WHAT THE TASK ASKS
Revise the listing below by replacing "water bottle" with "drinking bottle" and keeping everything else unchanged, and omit the pictures from your answer.

╭──

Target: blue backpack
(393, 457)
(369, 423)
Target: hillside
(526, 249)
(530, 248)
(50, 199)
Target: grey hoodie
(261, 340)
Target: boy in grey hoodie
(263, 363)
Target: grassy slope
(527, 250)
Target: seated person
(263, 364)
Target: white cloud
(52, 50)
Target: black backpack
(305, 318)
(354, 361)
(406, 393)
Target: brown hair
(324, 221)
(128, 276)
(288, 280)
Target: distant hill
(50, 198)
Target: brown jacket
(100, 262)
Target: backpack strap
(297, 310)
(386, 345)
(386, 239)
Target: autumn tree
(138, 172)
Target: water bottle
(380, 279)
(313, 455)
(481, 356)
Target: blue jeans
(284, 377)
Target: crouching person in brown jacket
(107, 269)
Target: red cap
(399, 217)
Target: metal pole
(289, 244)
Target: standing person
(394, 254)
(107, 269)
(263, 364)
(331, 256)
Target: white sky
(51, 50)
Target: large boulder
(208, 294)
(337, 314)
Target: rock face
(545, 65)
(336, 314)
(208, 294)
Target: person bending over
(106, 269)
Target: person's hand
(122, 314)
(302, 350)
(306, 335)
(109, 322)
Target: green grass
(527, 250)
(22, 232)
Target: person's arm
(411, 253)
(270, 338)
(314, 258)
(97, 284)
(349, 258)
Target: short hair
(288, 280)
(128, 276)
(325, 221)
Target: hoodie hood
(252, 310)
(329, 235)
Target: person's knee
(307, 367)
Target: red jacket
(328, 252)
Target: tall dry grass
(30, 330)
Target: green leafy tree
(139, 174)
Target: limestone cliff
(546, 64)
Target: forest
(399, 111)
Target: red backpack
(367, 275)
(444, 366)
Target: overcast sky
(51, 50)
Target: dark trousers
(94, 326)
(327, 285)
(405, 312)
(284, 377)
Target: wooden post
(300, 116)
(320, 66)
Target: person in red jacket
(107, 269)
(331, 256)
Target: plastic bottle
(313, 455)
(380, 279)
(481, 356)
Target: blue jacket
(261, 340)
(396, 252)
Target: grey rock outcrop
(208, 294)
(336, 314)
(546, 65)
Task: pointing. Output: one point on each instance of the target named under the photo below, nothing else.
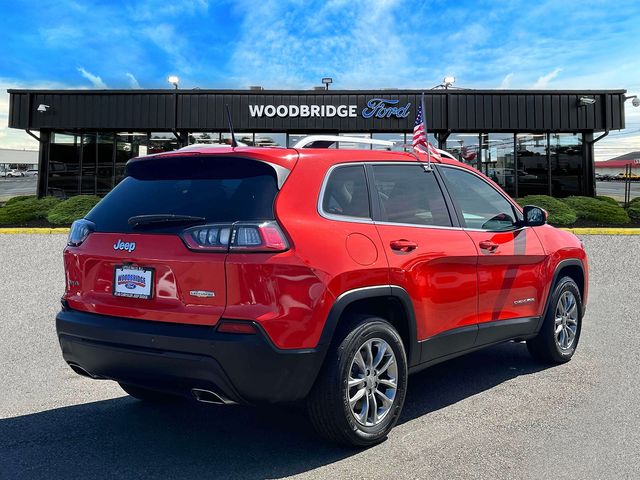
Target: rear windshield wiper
(138, 220)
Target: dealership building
(530, 142)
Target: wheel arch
(390, 302)
(573, 268)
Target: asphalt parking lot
(492, 414)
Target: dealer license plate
(134, 282)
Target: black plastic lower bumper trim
(176, 358)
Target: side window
(346, 193)
(410, 195)
(481, 205)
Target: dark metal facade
(203, 110)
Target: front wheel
(360, 391)
(558, 337)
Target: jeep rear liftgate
(155, 247)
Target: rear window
(217, 189)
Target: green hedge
(559, 212)
(19, 198)
(599, 211)
(25, 210)
(610, 200)
(72, 209)
(634, 211)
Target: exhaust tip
(81, 371)
(207, 396)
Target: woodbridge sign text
(376, 107)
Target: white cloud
(506, 81)
(133, 81)
(175, 45)
(544, 80)
(95, 80)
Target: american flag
(420, 143)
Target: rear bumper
(176, 358)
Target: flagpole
(424, 125)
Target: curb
(603, 231)
(45, 231)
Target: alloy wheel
(373, 382)
(566, 321)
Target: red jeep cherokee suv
(271, 275)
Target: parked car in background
(310, 275)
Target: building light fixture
(635, 102)
(448, 81)
(174, 80)
(585, 101)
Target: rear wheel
(360, 391)
(148, 395)
(559, 335)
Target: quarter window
(408, 194)
(346, 193)
(481, 205)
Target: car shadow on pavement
(124, 438)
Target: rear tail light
(80, 230)
(240, 236)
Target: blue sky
(292, 44)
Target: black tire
(545, 347)
(147, 395)
(328, 404)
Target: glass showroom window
(246, 138)
(533, 168)
(567, 164)
(88, 164)
(397, 138)
(64, 165)
(270, 140)
(128, 145)
(293, 138)
(497, 160)
(162, 142)
(464, 146)
(104, 165)
(203, 137)
(352, 145)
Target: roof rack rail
(325, 141)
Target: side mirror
(534, 216)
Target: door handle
(403, 245)
(488, 245)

╰──

RESULT OF THIS TASK
Target: blue backpack
(393, 457)
(369, 423)
Target: hillside
(526, 249)
(530, 248)
(50, 199)
Target: grey hoodie
(261, 340)
Target: boy in grey hoodie
(263, 363)
Target: grassy slope
(527, 250)
Target: seated person
(263, 364)
Target: white cloud
(52, 50)
Target: black backpack
(305, 318)
(354, 361)
(406, 393)
Target: brown hair
(324, 221)
(128, 276)
(288, 280)
Target: distant hill
(50, 198)
Target: brown jacket
(100, 262)
Target: backpack strap
(297, 310)
(386, 345)
(386, 239)
Target: autumn tree
(138, 172)
Target: drinking bottle
(380, 279)
(313, 455)
(481, 356)
Target: blue jeans
(284, 377)
Target: crouching person in brown jacket
(107, 269)
Target: red cap
(399, 217)
Target: metal pole
(289, 244)
Target: standing person
(394, 254)
(107, 269)
(263, 364)
(331, 256)
Target: white sky
(51, 50)
Target: large boulder
(208, 294)
(337, 314)
Target: rock face
(545, 65)
(336, 314)
(208, 294)
Target: person bending over
(106, 269)
Target: person's hand
(122, 314)
(302, 350)
(306, 335)
(109, 322)
Target: green grass
(527, 250)
(22, 232)
Target: person's arm
(411, 253)
(270, 338)
(314, 258)
(97, 284)
(349, 258)
Target: short hair
(288, 280)
(128, 276)
(325, 221)
Target: hoodie hood
(252, 310)
(329, 235)
Target: person's knee
(307, 367)
Target: red jacket
(328, 252)
Target: tall dry grass
(30, 330)
Target: green leafy tree
(139, 174)
Target: limestone cliff
(546, 64)
Target: forest
(399, 111)
Target: red backpack
(367, 275)
(444, 366)
Target: overcast sky
(51, 50)
Target: dark trousers
(94, 326)
(327, 285)
(405, 312)
(284, 377)
Target: wooden post
(300, 116)
(320, 66)
Target: person in red jacket
(107, 269)
(331, 256)
Target: plastic bottle
(313, 455)
(380, 279)
(481, 356)
Target: blue jacket
(261, 340)
(396, 252)
Target: grey rock outcrop
(208, 294)
(336, 314)
(546, 65)
Task: pointing. Output: one point on each instance of the target named under the photo below, nothing else.
Target: rear windshield wiper
(138, 220)
Target: dealership building
(530, 142)
Target: wheel arch
(390, 302)
(573, 268)
Target: asphalt parking lot
(492, 414)
Target: dealer license plate
(134, 282)
Target: black plastic lower bumper trim
(176, 358)
Target: side window
(346, 193)
(410, 195)
(481, 205)
Target: dark metal facade
(203, 110)
Target: front wheel
(360, 391)
(558, 337)
Target: jeep rear liftgate
(155, 247)
Target: rear window
(217, 189)
Target: green hedge
(559, 212)
(19, 198)
(599, 211)
(25, 210)
(610, 200)
(72, 209)
(634, 211)
Target: exhaust tip
(81, 371)
(207, 396)
Target: woodbridge sign text
(376, 107)
Target: white cloud
(506, 81)
(133, 81)
(175, 45)
(544, 80)
(95, 80)
Target: american flag
(420, 143)
Target: rear bumper
(176, 358)
Target: flagpole
(424, 125)
Target: curb
(603, 231)
(45, 231)
Target: alloy wheel
(373, 382)
(566, 321)
Target: red jeep cherokee suv
(271, 275)
Target: parked car in background
(310, 275)
Target: building light fixture
(635, 102)
(448, 81)
(174, 80)
(585, 101)
Target: rear wheel
(360, 391)
(148, 395)
(559, 335)
Target: quarter window
(408, 194)
(346, 193)
(481, 205)
Target: car shadow on pavement
(124, 438)
Target: rear tail light
(80, 230)
(240, 236)
Target: blue sky
(292, 44)
Target: black tire
(545, 347)
(147, 395)
(328, 404)
Target: glass showroom window
(246, 138)
(533, 168)
(567, 164)
(88, 164)
(397, 138)
(64, 165)
(270, 140)
(128, 145)
(293, 138)
(497, 160)
(162, 142)
(464, 146)
(104, 165)
(203, 137)
(352, 145)
Target: roof rack rail
(325, 141)
Target: side mirror
(534, 216)
Target: door handle
(403, 245)
(488, 245)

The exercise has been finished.